● **EXCERPT PROVIDED**:
• • • •
On what exactly does the size of a primitive data type like int
depend on?
I think there are two parts to this question:
What sizes primitive types are allowed to be.
This is specified by the C and C++ standards: the types have allowed minimum value ranges they must have, which implicitly places a lower bound on their size in bits (e.g. long
must be at least 32 bit to comply with the standard).
The standards do not specify the size in bytes, because the definition of the byte is up to the implementation, e.g. char
is byte, but byte size (CHAR_BIT
macro) may be 16 bit.
The actual size as defined by the implementation.
This, as other answers have already pointed out, is dependent on the implementation: the compiler. And the compiler implementation, in turn, is heavily influenced by the target architecture. So it's plausible to have two compilers running on the same OS and architecture, but having different size of int
. The only assumption you can make is the one stated by the standard (given that the compiler implements it).
There also may be additional ABI requirements (e.g. fixed size of enums).
First of all, it depends on Compiler. Compiler in turns usually depends on the architecture, processor, development environment etc because it takes them into account. So you may say it's a combination of all. But I would NOT say that. I would say, Compiler, since on the same machine you may have different sizes of POD and built-in types, if you use different compilers. Also note that your source code is input to the compiler, so it's the compiler which makes final decision of the sizes of POD and built-in types. However, it's also true that this decision is influenced by the underlying architecture of the target machine. After all, the real useful compiler has to emit efficient code that eventually runs on the machine you target.
Compilers provides options
too. Few of them might effect sizes also!
Size of char
, signed char
and unsigned char
is defined by C++ Standard itself! Sizes of all other types are defined by the compiler.
C++03 Standard $5.3.3/1 says,
sizeof(char), sizeof(signed char) and sizeof(unsigned char) are 1; the result of sizeof applied to any other fundamental type (3.9.1) is implementation-defined. [Note: in particular,sizeof(bool) and sizeof(wchar_t) are implementation-defined.69)
C99 Standard ($6.5.3.4) also itself defines the size of char
, signed char
and unsigned char
to be 1, but leaves the size of other types to be defined by the compiler!
EDIT:
I found this C++ FAQ chapter really good. The entire chapter. It's very tiny chapter though. :-)
http://www.parashift.com/c++-faq-lite/intrinsic-types.html
Also read the comments below, there are some good arguments!
If you're asking about the size of a primitive type like int
, I'd say it depends on the factor you cited.
• • • •
● **RECORD EXCERPTS**:
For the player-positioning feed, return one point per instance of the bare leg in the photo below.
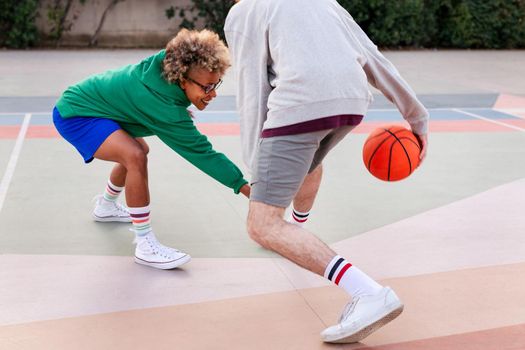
(267, 227)
(305, 197)
(130, 155)
(118, 174)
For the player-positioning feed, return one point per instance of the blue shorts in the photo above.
(85, 133)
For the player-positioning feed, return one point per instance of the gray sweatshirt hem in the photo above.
(316, 110)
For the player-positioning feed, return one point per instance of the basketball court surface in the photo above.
(450, 239)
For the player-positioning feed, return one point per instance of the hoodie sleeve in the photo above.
(382, 75)
(184, 138)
• • • •
● **TASK SET**:
1. Can you sum up the thread on what determines the size of primitive types in C and C++ in two sentences?
2. Could you carry on the thread about the size of primitive types from the point where it stops?

● **OUTPUTS IN ORDER**:
1. The C and C++ standards set only minimum value ranges for primitive types and fix the size of char, signed char and unsigned char at 1, leaving the sizes of other types implementation-defined. The actual sizes are decided by the compiler, which is heavily influenced by the target architecture, so two compilers on the same OS and architecture can give int different sizes.

2.
The compiler/environment couple (where environment often means OS) is surely a part of it, since the compiler can map the various "sensible" sizes on the builtin types in different ways for various reasons: for example, compilers on x86_64 Windows will usually have a 32 bit long
and a 64 bit long long
to avoid breaking code thought for plain x86; on x86_64 Linux, instead, long
is usually 64 bit because it's a more "natural" choice and apps developed for Linux are generally more architecture-neutral (because Linux runs on a much greater variety of architectures).
The processor surely matters in the decision: int
should be the "natural size" of the processor, usually the size of the general-purpose registers of the processor. This means that it's the type that will work faster on the current architecture. long
instead is often thought as a type which trades performance for an extended range (this is rarely true on regular PCs, but on microcontrollers it's normal).
If in instead you're also talking about struct
s & co. (which, if they respect some rules, are POD
), again the compiler and the processor influence their size, since they are made of builtin types and of the appropriate padding chosen by the compiler to achieve the best performance on the target architecture.
It depends on the implementation (compiler).
Implementation-defined behavior means unspecified behavior where each implementation documents how the choice is made.
As I commented under @Nawaz's answer, it technically depends solely on the compiler.
The compiler is just tasked with taking valid C++ code, and outputting valid machine code (or whatever language it targets).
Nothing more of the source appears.